### WORK REQUIRED
Copy out the material below line for line, keeping every character unchanged.

### Excerpts from a pointing dataset
>>
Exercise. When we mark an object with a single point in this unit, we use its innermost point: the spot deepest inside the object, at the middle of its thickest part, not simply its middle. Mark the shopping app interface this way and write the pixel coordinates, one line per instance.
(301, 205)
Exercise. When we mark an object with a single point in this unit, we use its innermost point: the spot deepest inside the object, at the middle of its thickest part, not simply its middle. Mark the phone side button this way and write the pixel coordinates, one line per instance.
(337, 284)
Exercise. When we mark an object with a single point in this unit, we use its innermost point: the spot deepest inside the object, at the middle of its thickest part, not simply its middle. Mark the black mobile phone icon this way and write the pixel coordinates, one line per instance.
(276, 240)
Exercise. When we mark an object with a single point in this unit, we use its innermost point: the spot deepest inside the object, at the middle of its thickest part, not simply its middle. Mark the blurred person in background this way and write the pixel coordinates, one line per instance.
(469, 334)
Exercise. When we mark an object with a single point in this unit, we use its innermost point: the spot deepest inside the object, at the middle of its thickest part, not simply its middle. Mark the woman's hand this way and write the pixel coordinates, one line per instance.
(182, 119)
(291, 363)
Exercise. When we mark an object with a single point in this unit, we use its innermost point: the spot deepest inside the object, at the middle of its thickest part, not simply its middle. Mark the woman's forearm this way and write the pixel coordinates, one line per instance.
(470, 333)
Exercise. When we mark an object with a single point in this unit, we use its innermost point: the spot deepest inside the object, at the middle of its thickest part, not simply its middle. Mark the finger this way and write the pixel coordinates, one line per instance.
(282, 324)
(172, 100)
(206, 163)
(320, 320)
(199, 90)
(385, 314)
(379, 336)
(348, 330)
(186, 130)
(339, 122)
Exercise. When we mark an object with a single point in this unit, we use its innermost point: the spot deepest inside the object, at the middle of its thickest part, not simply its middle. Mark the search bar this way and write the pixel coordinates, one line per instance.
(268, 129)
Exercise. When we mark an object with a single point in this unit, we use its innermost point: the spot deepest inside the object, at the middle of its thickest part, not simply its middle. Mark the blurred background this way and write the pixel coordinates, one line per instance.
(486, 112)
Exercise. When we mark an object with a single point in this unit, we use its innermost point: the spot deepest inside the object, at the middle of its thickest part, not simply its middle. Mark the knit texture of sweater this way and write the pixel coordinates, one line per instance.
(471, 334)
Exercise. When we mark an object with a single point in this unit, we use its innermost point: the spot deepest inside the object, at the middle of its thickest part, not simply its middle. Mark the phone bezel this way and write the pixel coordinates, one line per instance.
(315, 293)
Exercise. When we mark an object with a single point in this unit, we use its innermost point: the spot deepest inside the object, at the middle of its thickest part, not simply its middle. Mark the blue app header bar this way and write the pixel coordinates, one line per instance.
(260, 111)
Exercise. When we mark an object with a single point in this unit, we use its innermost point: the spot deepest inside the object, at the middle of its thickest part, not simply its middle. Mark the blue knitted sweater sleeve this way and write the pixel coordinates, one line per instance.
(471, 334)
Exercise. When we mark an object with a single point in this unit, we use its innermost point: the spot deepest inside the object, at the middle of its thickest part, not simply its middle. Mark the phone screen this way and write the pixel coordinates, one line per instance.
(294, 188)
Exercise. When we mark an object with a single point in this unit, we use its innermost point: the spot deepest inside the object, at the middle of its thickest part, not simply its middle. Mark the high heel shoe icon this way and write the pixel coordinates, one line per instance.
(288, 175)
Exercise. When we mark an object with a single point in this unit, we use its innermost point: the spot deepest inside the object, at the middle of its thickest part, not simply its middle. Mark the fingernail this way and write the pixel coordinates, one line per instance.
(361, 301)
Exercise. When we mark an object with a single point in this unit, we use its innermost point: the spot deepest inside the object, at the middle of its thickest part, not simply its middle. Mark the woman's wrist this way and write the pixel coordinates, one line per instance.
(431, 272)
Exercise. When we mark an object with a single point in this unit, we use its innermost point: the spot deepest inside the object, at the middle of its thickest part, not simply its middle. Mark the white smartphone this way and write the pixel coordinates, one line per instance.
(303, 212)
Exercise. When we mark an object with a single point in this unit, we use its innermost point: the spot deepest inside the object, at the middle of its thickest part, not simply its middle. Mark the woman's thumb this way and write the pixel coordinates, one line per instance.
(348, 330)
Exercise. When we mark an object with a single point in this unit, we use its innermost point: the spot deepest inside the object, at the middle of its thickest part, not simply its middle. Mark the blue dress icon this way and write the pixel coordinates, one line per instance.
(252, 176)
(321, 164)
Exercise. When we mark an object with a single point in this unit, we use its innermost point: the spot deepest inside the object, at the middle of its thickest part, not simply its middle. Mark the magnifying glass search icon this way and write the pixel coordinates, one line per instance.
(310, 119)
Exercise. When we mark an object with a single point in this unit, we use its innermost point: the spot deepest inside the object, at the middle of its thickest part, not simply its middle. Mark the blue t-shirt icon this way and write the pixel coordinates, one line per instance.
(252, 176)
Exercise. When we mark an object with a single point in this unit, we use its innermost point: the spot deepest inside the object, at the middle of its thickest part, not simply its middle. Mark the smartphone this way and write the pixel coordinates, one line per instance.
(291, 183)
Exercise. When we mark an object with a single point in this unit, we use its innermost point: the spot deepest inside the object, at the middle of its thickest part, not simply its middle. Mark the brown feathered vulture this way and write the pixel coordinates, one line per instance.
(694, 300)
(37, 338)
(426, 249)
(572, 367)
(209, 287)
<<
### EXERCISE OUTPUT
Exercise. When we mark an object with a single point in this unit, we use its innermost point: the spot deepest inside the object, at the middle of its thickest part, not simply its middle. Mark the shopping app interface this way and write the pixel coordinates, one line per instance.
(301, 205)
Exercise. When we mark an object with a single point in this unit, we use its innermost point: the spot deepest inside the object, at the middle of its thickest part, not simply its middle. Mark the phone side button this way and write the pixel coordinates, one line per instance.
(337, 284)
Exercise. When we mark an object with a single point in this unit, we use its innermost point: the spot deepest inside the object, at the middle of its thickest part, not simply its middle. Mark the black mobile phone icon this way and write the pixel coordinates, one line per instance.
(276, 240)
Exercise. When we mark an object with a single point in this unit, we use its innermost point: the spot deepest inside the object, at the middle of its thickest part, not simply its middle. Mark the blurred person in background this way and write the pixel coordinates, one line per instance.
(469, 334)
Exercise. When we mark an object with a single point in this unit, we use its innermost point: the spot deepest inside the object, at the middle of its thickest part, not simply its middle. Mark the woman's hand this way and write the pixel coordinates, one line per instance.
(182, 119)
(291, 363)
Exercise. When we mark an object with a single point in this unit, we use its innermost point: the spot deepest inside the object, at the middle of its thickest part, not simply its middle. Mark the woman's forearm this way and write the pixel coordinates, one line per instance.
(470, 333)
Exercise. When we mark an object with a single point in this unit, we use its innermost point: the spot deepest inside the object, at the middle of its thickest part, not simply its middle. Mark the finger this way and write the pixel coordinates, one line per instance.
(282, 324)
(172, 100)
(206, 163)
(320, 320)
(199, 90)
(385, 314)
(379, 336)
(348, 330)
(186, 130)
(339, 122)
Exercise. When we mark an object with a single point in this unit, we use its innermost point: the spot deepest inside the object, at the middle of its thickest part, not simply its middle. Mark the search bar this way and write the pixel coordinates, one line per instance.
(268, 129)
Exercise. When we mark an object with a single point in this unit, we use its innermost point: the spot deepest inside the object, at the middle of its thickest part, not simply its middle. Mark the blurred background this way and write the pixel coordinates, one line per instance.
(486, 112)
Exercise. When we mark an object with a single point in this unit, we use its innermost point: the spot deepest inside the object, at the middle of its thickest part, not simply its middle. Mark the knit texture of sweater this way and write the pixel coordinates, one line per instance.
(471, 334)
Exercise. When we mark an object with a single point in this unit, we use its innermost point: the spot deepest inside the object, at the middle of its thickest part, not simply its middle. Mark the phone bezel this way and write the pixel coordinates, one line per instance.
(315, 293)
Exercise. When we mark an object with a single point in this unit, we use its innermost point: the spot deepest inside the object, at the middle of its thickest part, not simply its middle. Mark the blue app header bar this way and write the pixel coordinates, one line per instance.
(260, 111)
Exercise. When we mark an object with a single point in this unit, we use its innermost point: the spot deepest inside the object, at the middle of its thickest part, not simply its middle. Mark the blue knitted sweater sleeve this way and write the pixel coordinates, one line per instance.
(471, 334)
Exercise. When we mark an object with a single point in this unit, we use its innermost point: the spot deepest inside the object, at the middle of its thickest part, not simply its middle. Mark the phone screen this way and write the pixel coordinates, one line per instance.
(294, 188)
Exercise. When we mark an object with a single point in this unit, we use its innermost point: the spot deepest inside the object, at the middle of its thickest part, not simply its middle. Mark the high heel shoe icon this way and write the pixel coordinates, one line per instance.
(288, 175)
Exercise. When we mark an object with a single point in this unit, we use its innermost point: the spot deepest inside the object, at the middle of its thickest part, not simply its middle. Mark the fingernail this way and write the pixel coordinates, one line per instance.
(361, 301)
Exercise. When we mark an object with a single point in this unit, we use its innermost point: the spot deepest inside the object, at the middle of its thickest part, not simply its middle. Mark the woman's wrist this way and write the pixel coordinates, one line per instance.
(431, 272)
Exercise. When we mark an object with a single point in this unit, we use its innermost point: the spot deepest inside the object, at the middle of its thickest part, not simply its middle. Mark the white smartphone this way and write the pixel coordinates, one line per instance.
(303, 212)
Exercise. When we mark an object with a single point in this unit, we use its innermost point: the spot deepest inside the object, at the middle of its thickest part, not simply its middle. Mark the woman's thumb this way and write the pixel coordinates, one line per instance.
(348, 330)
Exercise. When we mark an object with a single point in this unit, we use its innermost point: the spot deepest inside the object, at the middle of its thickest part, not simply its middle. Mark the blue dress icon this way and write the pixel coordinates, one line per instance.
(252, 176)
(321, 164)
Exercise. When we mark an object with a single point in this unit, we use its innermost point: the spot deepest inside the object, at the middle of its thickest part, not simply its middle. Mark the magnifying glass search icon this way and write the pixel coordinates, one line per instance.
(310, 119)
Exercise. When we mark an object with a single point in this unit, we use its innermost point: the spot deepest inside the object, at the middle of its thickest part, not simply its middle. Mark the blue t-shirt icon this way and write the pixel coordinates, one line per instance.
(252, 176)
Exercise. When we mark an object with a single point in this unit, we use its innermost point: the spot deepest inside the object, at the middle of its thickest part, not simply its middle. Mark the smartphone this way and write the pixel coordinates, one line per instance.
(291, 183)
Exercise. When we mark an object with a single point in this unit, we use its innermost point: the spot deepest inside the object, at the middle of its thickest part, not simply its middle. Mark the brown feathered vulture this way and write the pixel coordinates, one line per instance.
(694, 300)
(37, 338)
(426, 249)
(572, 367)
(209, 287)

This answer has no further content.